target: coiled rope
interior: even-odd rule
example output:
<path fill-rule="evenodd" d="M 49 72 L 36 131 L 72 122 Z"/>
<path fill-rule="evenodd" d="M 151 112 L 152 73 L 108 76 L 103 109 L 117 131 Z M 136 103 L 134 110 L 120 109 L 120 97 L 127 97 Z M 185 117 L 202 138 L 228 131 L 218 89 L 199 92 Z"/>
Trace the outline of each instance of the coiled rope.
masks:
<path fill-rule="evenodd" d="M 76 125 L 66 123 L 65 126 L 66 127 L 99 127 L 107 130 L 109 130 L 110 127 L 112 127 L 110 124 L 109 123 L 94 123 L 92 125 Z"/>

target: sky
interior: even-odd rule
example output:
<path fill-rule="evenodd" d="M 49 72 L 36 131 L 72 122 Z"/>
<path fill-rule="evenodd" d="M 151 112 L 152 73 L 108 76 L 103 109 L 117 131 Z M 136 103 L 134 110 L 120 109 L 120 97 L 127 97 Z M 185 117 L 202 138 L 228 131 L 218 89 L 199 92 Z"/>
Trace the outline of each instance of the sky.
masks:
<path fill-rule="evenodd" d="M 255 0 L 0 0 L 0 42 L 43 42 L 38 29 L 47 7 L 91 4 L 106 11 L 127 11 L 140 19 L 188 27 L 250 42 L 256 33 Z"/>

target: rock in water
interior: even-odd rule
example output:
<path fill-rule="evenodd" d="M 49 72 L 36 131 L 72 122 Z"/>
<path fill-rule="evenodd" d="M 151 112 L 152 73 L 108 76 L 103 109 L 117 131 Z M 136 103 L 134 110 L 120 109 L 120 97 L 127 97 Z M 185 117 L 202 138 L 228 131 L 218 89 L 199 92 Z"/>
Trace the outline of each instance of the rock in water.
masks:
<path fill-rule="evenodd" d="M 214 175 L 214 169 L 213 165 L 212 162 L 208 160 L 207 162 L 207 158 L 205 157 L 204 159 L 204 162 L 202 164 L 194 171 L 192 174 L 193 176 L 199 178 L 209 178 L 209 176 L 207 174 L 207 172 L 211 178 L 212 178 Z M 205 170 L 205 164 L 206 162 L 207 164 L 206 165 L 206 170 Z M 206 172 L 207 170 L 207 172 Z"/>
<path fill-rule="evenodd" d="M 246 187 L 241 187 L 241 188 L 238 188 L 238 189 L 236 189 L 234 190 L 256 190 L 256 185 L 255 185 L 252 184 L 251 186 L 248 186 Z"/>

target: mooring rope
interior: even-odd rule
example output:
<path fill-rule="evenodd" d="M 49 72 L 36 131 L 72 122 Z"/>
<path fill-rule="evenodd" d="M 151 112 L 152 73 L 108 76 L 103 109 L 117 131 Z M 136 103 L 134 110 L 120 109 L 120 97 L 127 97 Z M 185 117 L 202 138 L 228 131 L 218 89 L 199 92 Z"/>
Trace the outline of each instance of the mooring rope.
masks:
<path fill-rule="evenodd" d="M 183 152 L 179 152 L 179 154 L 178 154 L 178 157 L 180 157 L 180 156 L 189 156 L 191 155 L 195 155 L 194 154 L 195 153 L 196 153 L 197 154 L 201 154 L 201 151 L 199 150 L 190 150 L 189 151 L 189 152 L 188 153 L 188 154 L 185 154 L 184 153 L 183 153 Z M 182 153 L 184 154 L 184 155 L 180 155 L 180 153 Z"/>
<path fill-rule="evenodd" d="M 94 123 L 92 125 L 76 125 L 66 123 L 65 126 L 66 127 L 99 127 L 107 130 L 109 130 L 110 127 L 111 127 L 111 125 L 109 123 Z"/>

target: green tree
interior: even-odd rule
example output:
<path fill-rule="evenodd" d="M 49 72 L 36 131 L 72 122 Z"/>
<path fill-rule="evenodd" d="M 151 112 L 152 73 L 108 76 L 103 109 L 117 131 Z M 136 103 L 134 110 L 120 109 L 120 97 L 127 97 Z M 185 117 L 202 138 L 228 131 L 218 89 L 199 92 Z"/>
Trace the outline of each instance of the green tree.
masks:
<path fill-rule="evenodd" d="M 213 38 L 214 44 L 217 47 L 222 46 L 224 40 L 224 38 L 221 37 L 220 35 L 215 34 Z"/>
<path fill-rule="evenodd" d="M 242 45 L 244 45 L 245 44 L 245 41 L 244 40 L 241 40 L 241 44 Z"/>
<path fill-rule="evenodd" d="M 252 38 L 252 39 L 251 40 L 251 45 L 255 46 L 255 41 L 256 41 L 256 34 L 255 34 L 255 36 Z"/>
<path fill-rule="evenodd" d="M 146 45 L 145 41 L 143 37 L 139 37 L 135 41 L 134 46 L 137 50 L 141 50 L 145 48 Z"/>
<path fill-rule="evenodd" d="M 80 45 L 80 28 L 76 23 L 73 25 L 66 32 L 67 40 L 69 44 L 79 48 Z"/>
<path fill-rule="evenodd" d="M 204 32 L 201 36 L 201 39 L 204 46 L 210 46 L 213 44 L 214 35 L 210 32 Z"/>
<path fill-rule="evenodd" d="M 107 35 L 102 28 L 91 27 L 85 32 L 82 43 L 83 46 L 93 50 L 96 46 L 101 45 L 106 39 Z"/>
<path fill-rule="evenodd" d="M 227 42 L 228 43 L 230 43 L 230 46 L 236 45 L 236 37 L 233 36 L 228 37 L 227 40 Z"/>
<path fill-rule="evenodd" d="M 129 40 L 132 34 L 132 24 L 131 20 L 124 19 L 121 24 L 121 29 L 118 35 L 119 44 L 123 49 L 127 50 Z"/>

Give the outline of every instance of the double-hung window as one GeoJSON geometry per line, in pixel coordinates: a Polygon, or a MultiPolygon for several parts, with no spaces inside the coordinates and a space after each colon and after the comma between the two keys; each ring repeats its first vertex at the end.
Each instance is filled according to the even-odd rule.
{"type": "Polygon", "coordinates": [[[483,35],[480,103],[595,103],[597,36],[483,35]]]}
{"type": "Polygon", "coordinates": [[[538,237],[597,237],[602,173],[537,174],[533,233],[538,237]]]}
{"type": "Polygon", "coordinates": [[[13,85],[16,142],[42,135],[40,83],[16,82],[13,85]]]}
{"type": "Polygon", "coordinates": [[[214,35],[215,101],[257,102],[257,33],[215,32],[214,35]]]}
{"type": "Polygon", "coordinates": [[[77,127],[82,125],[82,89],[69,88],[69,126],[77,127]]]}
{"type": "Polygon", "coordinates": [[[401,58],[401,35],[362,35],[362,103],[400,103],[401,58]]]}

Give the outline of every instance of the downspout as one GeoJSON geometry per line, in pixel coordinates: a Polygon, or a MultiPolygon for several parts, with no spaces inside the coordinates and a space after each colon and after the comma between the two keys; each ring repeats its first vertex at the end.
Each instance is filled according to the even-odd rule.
******
= Work to do =
Reproduce the items from the start through the line that contains "246 187 L 241", multiplying every coordinate in the answer paths by 2.05 and rounding to whole numbers (halves round up). Leave every other line and number unchanged.

= Result of this task =
target: coiled rope
interior: even-odd rule
example output:
<path fill-rule="evenodd" d="M 49 72 L 36 131 L 72 122 Z"/>
<path fill-rule="evenodd" d="M 151 112 L 152 73 L 108 76 L 103 109 L 117 131 Z M 136 103 L 134 110 L 120 109 L 120 97 L 127 97 Z M 185 117 L 202 138 L 228 131 L 218 89 L 199 92 Z"/>
Trace the outline of each instance of the coiled rope.
masks:
<path fill-rule="evenodd" d="M 156 256 L 135 252 L 133 258 L 135 260 L 203 260 L 219 267 L 223 267 L 226 260 L 230 260 L 226 254 L 223 252 L 193 252 L 189 256 Z"/>

target: sky
interior: even-odd rule
example output:
<path fill-rule="evenodd" d="M 49 72 L 36 131 L 72 122 Z"/>
<path fill-rule="evenodd" d="M 151 112 L 152 73 L 108 76 L 103 109 L 117 131 Z M 136 103 L 134 110 L 120 109 L 120 97 L 127 97 Z M 185 117 L 202 138 L 228 131 L 218 89 L 199 92 Z"/>
Trace the outline of each instance of the sky.
masks:
<path fill-rule="evenodd" d="M 523 0 L 0 0 L 0 86 L 88 86 L 78 59 L 96 14 L 187 8 L 217 23 L 260 23 L 287 39 L 385 55 L 513 86 L 525 68 Z"/>

target: rock in water
interior: even-odd rule
example output:
<path fill-rule="evenodd" d="M 49 72 L 36 131 L 72 122 Z"/>
<path fill-rule="evenodd" d="M 151 112 L 152 73 L 108 76 L 103 109 L 117 131 Z M 136 103 L 134 110 L 120 109 L 120 97 L 127 97 Z M 185 117 L 202 138 L 228 131 L 218 89 L 199 92 Z"/>
Trace the outline of each instance of the rock in water.
masks:
<path fill-rule="evenodd" d="M 439 359 L 439 346 L 437 338 L 435 332 L 426 328 L 424 332 L 424 324 L 420 322 L 418 326 L 418 332 L 414 336 L 398 351 L 394 357 L 396 361 L 408 365 L 428 365 L 428 361 L 424 357 L 424 353 L 433 365 L 435 365 Z M 420 349 L 420 336 L 422 332 L 424 336 L 422 338 L 422 349 Z M 422 353 L 424 349 L 424 353 Z"/>
<path fill-rule="evenodd" d="M 504 383 L 494 383 L 494 385 L 488 385 L 488 387 L 484 387 L 480 390 L 525 390 L 525 379 L 523 379 L 517 377 L 515 381 L 508 381 Z"/>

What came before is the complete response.